Instructions to follow:
Would you please give every entry again exactly, without the pictures?

───

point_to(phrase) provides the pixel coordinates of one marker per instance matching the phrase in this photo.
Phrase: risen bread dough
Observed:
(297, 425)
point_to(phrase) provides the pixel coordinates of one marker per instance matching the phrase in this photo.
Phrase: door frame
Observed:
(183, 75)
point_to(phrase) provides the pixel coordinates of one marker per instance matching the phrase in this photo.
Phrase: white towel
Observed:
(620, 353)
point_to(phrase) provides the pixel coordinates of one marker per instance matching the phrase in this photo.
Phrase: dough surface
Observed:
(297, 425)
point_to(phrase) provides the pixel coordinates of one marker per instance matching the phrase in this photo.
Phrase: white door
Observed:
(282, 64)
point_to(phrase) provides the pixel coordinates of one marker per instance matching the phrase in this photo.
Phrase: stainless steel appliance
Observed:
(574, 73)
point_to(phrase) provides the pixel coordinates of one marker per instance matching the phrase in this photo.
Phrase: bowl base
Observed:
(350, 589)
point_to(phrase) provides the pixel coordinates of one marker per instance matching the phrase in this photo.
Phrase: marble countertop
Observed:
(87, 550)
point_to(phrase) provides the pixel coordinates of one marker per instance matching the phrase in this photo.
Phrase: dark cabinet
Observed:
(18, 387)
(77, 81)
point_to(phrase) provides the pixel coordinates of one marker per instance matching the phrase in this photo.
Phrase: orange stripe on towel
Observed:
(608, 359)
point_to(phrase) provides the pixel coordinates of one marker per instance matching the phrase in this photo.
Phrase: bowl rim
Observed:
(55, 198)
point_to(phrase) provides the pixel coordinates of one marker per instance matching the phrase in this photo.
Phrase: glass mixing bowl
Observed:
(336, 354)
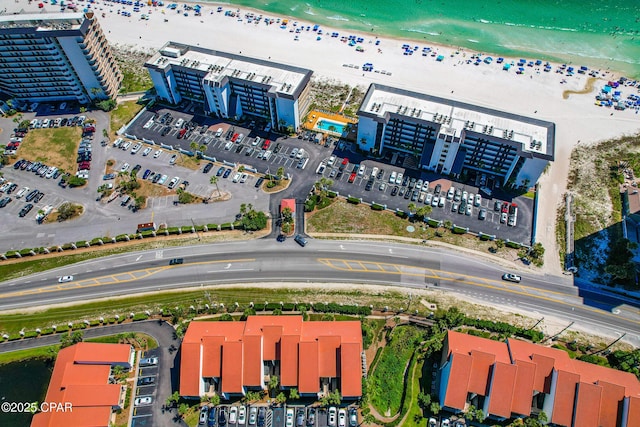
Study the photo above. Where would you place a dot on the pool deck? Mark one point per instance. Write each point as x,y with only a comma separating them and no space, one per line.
316,115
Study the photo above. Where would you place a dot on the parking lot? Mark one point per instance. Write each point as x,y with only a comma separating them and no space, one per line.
277,416
236,145
231,146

───

Expected answer:
point_to(phrase) provides the pixel coordinates of one marker per instance matching the phrase in this photo.
Phrase: risen bread dough
Observed:
(297, 425)
point_to(phrase) provides the pixel coordinates of one marker per instance matching the phrase in this photo.
Phrase: door frame
Observed:
(183, 75)
point_to(phrase) provides the pixel coordinates of one marker per instance matching the phrase in this photo.
Phrase: white towel
Observed:
(620, 353)
point_to(phrase) provides the pixel coordinates of one marker per instance matching the phrase in this photo.
Phrase: dough surface
Observed:
(297, 425)
point_to(phrase) provides the pixel coordinates of one marker per instance matching the phrase in this photo.
Phrase: white door
Observed:
(282, 64)
point_to(phrase) provides the pixel coordinates of one marker per instance matching the phrase in this photo.
Phrase: stainless steel appliance
Observed:
(574, 73)
point_to(phrase) provides the pixel coordinates of one marker per instance matching the phrase in this photo.
Phrase: bowl base
Observed:
(350, 589)
point_to(phrase) provides the pixel coordinates of one marker per instance matching the phrase in this photo.
Phrase: marble countertop
Observed:
(87, 550)
point_to(phrase) provides the pixel coordinates of one marker per instance matching the phrase in this photo.
Phrase: dark cabinet
Observed:
(18, 387)
(77, 81)
point_to(phrase) provides the pixel coordinates of one marker per instance matching the phrase in this photo.
Phrase: orange stripe on towel
Observed:
(608, 359)
point_to(phrase) provides the pixel coordinates of one marker per instance matching the phrase in this photo.
Phrase: bowl rim
Observed:
(55, 198)
point_to(phrase) provides the pixel coordinates of one marker per instance matching the phrase in this photo.
Phrase: glass mixing bowl
Observed:
(336, 354)
Study the photo above. Where would you place a dot on the pool deck? Mark one point per instance. Write each point as x,y with only a comma separating them and no space, one per line.
316,115
Study the photo above. Where would you place a dot on the parking lot? Mark one point per instance. Write each point as x,y with only a comma separating them and no space, one per line.
277,416
236,145
231,146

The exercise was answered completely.